• _Page text_:
Not all lies are fantasies, and not all fantasies are lies; people who believe untrue things can pass lie detector tests. Trump’s version of unreality is a patchwork of knowing falsehoods and sincerely believed fantasies, which is more troubling than if he were just a liar.
Whatever he believes or doesn’t, he makes untrue assertions more frequently than any U.S. leader in recorded history. The fact-checking organization PolitiFact looked at four hundred of his factual statements as a candidate and as president and found that 50 percent were completely false and another 20 percent mostly false. After he became president, according to The Washington Post, he issued an average of more than four falsehoods or “misleading claims” per day.
In Fantasyland, refusing to be fact-checked is celebrated—“his brazenness is not punished,” the Economist noted, “but taken as evidence of his willingness to stand up to elite power.” Lying works for Trump even when he’s denying that he told lies he was recorded telling.
As far as religion goes, then, America isn’t so much secularizing as splitting into two distinct societies, one more secular and reality-based, one much less so. Rationalism and reasonableness are gaining some ground, but the true believers, still the bigger cohort, are sticking to their guns. We are polarizing religiously the way we have been polarizing politically. As I’ve said, that’s not coincidental, it’s synergistic.
DURING THE EARLY months of the Trump administration, I was reminded of a George Orwell essay from 1943 about the civil war in Spain, four years after the fascists won. One subtle but profound effect of the fascist regimes in Spain and Italy and Germany, he wrote, was how their propaganda “often gives me the feeling that the very concept of objective truth is fading out of the world. After all, the chances are that those lies, or at any rate similar lies, will pass into history.”

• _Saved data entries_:
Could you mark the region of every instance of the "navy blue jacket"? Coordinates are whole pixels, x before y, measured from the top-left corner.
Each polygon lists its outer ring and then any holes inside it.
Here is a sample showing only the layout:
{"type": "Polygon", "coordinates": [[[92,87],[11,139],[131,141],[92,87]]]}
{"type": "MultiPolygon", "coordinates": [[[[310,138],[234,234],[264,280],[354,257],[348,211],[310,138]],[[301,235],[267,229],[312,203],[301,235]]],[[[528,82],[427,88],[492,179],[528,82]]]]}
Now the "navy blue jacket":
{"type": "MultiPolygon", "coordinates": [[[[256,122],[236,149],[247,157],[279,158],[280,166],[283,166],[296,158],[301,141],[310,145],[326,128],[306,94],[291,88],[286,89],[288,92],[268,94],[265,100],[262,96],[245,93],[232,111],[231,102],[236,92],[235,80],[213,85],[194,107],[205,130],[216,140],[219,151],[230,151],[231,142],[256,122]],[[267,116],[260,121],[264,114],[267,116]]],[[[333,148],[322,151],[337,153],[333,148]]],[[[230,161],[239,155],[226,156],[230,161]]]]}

• _Task description_:
Carry the passage on Trump, falsehood, and objective truth forward from its final sentence, in its own voice and style.

• _Result of this exercise_:
The idea that progress has some kind of unstoppable momentum was always a very American belief. But it’s really an article of faith more than a historical law—the Christian fantasy about history’s happy ending was reconfigured during the Enlightenment into a set of secular fantasies about inevitable improvement. One version was our blithe conviction that America’s forms of freedom and democracy and justice and affluence must prevail in the end. I can imagine, for the first time in my life, that America has permanently tipped into disarray and decline.
“Keeping an open mind is a virtue,” Carl Sagan wrote in The Demon-Haunted World, the last book he published, but “not so open that your brains fall out….I have a foreboding of an America when, clutching our crystals and nervously consulting our horoscopes, our critical faculties in decline, unable to distinguish between what feels good and what’s true, we slide, almost without noticing, back into superstition and darkness.” That was twenty years ago.